BEGIN

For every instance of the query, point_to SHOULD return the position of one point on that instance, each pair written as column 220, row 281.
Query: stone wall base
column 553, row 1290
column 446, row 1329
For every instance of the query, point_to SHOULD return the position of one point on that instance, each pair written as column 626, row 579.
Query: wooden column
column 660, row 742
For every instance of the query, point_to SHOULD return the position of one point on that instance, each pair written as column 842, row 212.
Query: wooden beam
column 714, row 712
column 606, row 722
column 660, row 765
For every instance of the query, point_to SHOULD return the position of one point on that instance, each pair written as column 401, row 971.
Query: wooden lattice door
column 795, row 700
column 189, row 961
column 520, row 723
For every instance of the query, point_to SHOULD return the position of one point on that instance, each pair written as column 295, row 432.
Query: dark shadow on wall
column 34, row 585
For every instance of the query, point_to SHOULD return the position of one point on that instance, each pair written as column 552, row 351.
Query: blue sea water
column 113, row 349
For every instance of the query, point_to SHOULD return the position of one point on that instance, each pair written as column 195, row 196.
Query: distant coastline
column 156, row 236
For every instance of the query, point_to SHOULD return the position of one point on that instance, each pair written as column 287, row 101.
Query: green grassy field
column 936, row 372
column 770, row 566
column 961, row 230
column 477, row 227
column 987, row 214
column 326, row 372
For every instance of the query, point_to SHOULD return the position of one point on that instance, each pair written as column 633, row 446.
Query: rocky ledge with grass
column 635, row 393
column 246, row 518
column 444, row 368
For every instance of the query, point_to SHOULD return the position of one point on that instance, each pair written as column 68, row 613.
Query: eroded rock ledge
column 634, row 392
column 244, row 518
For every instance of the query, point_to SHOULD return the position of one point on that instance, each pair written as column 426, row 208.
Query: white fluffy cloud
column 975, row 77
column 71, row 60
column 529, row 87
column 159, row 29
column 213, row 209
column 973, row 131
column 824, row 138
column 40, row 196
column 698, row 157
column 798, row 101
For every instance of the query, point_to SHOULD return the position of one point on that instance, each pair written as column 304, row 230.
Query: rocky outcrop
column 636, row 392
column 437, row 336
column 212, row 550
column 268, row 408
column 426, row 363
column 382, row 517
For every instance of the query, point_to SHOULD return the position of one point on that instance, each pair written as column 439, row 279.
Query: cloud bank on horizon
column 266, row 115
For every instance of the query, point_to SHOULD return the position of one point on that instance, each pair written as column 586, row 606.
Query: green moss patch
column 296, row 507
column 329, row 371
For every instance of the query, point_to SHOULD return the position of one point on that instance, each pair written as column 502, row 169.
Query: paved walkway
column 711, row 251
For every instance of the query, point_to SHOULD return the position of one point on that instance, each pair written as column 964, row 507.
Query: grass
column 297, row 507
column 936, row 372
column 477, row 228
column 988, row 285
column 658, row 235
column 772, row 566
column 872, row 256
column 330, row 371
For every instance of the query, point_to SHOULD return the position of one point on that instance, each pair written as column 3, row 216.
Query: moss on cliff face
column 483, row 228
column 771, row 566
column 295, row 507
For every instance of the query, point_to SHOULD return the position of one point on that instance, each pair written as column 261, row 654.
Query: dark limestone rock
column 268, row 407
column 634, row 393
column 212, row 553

END

- [GOAL OF THE EXERCISE]:
Copy the stretch of the records above that runs from the line with "633, row 446." through the line with "426, row 208.". Both end lines belong in the copy, and nothing else does.

- [RESPONSE AREA]:
For every instance of the query, point_to SHOULD return the position of one point on that instance, each pair written as column 633, row 446.
Query: rocky ledge with grass
column 635, row 393
column 246, row 518
column 444, row 368
For every instance of the query, point_to SHOULD return the position of one point on that instance, each pair written as column 68, row 613.
Query: eroded rock ledge
column 634, row 392
column 244, row 518
For every instance of the query, point_to SHOULD return the position of one point on that instance, each pair written as column 426, row 208.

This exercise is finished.